Region pointing data:
*****

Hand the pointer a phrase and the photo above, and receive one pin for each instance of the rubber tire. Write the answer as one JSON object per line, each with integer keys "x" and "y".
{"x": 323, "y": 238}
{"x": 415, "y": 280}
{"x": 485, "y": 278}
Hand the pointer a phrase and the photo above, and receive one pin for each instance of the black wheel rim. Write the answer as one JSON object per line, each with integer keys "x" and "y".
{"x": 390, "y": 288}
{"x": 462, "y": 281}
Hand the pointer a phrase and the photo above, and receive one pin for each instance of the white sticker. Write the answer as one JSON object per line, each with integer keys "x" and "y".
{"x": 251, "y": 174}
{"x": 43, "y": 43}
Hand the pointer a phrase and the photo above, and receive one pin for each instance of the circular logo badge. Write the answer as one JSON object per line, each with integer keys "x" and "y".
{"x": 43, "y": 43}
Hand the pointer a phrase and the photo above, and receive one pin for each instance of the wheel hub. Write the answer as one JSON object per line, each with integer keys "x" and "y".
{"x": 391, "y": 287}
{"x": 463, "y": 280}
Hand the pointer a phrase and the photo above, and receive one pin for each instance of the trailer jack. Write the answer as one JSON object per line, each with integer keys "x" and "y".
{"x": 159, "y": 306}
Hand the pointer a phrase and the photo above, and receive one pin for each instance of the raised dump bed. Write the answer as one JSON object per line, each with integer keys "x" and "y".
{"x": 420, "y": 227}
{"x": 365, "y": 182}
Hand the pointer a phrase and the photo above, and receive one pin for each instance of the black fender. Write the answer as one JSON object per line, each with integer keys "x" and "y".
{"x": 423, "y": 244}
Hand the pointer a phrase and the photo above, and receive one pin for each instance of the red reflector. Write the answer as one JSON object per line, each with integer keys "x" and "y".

*****

Directions for this task:
Return each line of the data exactly as it was given.

Solution for this exercise:
Hand the pointer a phrase and the photo above, and receive one pin for each instance of the rubber tire. Write the answer as one JSON object per line, each with integer keys "x" and "y".
{"x": 323, "y": 238}
{"x": 415, "y": 280}
{"x": 485, "y": 278}
Hand the pointer a phrase and the photo above, and receive one pin for each instance of the black wheel rim. Write the answer as one JSON object per line, each with integer keys "x" and "y".
{"x": 390, "y": 288}
{"x": 462, "y": 281}
Hand the pointer a phrase and the photo above, and receive one pin for each instance of the white sticker. Write the answer as one JSON object per line, each with integer keys "x" and "y".
{"x": 251, "y": 174}
{"x": 43, "y": 43}
Hand the pointer a phrase and the photo above, and receive one pin for each instance of the circular logo badge. Write the answer as one JSON object per line, each with integer keys "x" and "y".
{"x": 43, "y": 43}
Hand the pointer a phrase and the photo above, and receive one pin for each instance of the wheel hub. Write the answer as one JSON object per line, each with integer keys "x" and "y".
{"x": 391, "y": 287}
{"x": 463, "y": 280}
Hand the pointer a phrase and the photo above, and receive one pin for each instance of the trailer jack. Write the answer as one JSON object per line, each with integer keys "x" and "y".
{"x": 159, "y": 306}
Hand the pointer a phrase and the photo above, and receive one pin for each instance of the raised dump bed. Write the answer as one JSON object per line, each with integer keys "x" and "y".
{"x": 420, "y": 227}
{"x": 365, "y": 182}
Hand the pointer a phrase and the photo above, and receive one pin for each instance of the black fender. Write the answer as one JSON object per line, each with integer keys "x" and "y".
{"x": 423, "y": 244}
Hand the pointer a phrase and the photo above, and receive one pin for each instance of the red reflector. Write the answer as one JSON object per line, each with integer keys "x" and "y".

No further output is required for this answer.